Natural history of the Frog
The lifecycle of the frog has four main stages which are: egg, tadpole, metamorphosis and adult. The mating call of the frog is well known and is executed by the male frog. He will locate a watery area deemed suitable for spawning of eggs and will then call out to the female to attract her to this area that he has located. After laying the eggs some species of frogs, though not all, will stay with the eggs to look after them.
Female frogs lay many thousands of eggs at any one time as they are very highly vulnerable to predation. For this reaction frog reproduction tends to happen 'en masse' to ensure the maximum number of young survive. Despite this, the vast majority will be eaten by predators when still an egg or tadpole. Some frogs lay their eggs on a leaf on the surface of the water and the tadpoles then drop into the water when they hatch. Some species of frog produce eggs that are able to detect the vibrations of nearby predators in the water and will then hatch early to avoid being caught. The cane toad for instance, produces poisonous eggs which deter predators. Every species of frog has a slightly different gestation period for eggs but on the whole this is around one week. Environmental factors can also influence this.

Exercise set:
**A)** Retype the passage from the frog natural history text starting with "Female frogs lay" and going on through "also influence this.".
**B)** According to the text on frog natural history, which species produces poisonous eggs that deter predators?
The items after this text have nothing to do with it.

Excerpted data:
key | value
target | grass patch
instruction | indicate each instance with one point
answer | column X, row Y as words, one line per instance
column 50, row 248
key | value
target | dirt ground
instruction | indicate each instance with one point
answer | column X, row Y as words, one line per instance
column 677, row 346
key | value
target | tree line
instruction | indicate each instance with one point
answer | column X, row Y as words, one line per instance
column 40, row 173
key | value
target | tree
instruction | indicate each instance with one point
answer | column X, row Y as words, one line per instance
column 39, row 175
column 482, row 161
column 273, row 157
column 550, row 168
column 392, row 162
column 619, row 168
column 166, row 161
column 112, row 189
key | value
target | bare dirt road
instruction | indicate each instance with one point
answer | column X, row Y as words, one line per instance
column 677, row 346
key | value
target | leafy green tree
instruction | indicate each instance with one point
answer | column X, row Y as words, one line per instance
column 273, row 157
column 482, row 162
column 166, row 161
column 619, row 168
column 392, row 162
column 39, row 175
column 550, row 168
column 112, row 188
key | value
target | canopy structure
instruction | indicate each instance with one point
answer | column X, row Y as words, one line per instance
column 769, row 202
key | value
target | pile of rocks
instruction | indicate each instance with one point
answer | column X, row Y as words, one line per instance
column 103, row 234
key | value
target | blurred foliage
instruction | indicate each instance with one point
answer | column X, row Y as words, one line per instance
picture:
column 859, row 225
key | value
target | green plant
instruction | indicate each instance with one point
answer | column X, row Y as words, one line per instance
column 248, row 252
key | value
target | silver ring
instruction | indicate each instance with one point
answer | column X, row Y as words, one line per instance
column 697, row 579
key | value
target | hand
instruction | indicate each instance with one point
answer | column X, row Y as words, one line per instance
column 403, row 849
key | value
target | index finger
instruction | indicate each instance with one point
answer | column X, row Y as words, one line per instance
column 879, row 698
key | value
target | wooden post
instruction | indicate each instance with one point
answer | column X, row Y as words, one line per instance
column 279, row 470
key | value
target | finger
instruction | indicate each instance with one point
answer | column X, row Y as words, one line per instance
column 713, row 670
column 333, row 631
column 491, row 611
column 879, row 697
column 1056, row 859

Written answers:
**A)**
Female frogs lay many thousands of eggs at any one time as they are very highly vulnerable to predation. For this reaction frog reproduction tends to happen 'en masse' to ensure the maximum number of young survive. Despite this, the vast majority will be eaten by predators when still an egg or tadpole. Some frogs lay their eggs on a leaf on the surface of the water and the tadpoles then drop into the water when they hatch. Some species of frog produce eggs that are able to detect the vibrations of nearby predators in the water and will then hatch early to avoid being caught. The cane toad for instance, produces poisonous eggs which deter predators. Every species of frog has a slightly different gestation period for eggs but on the whole this is around one week. Environmental factors can also influence this.

**B)** The cane toad.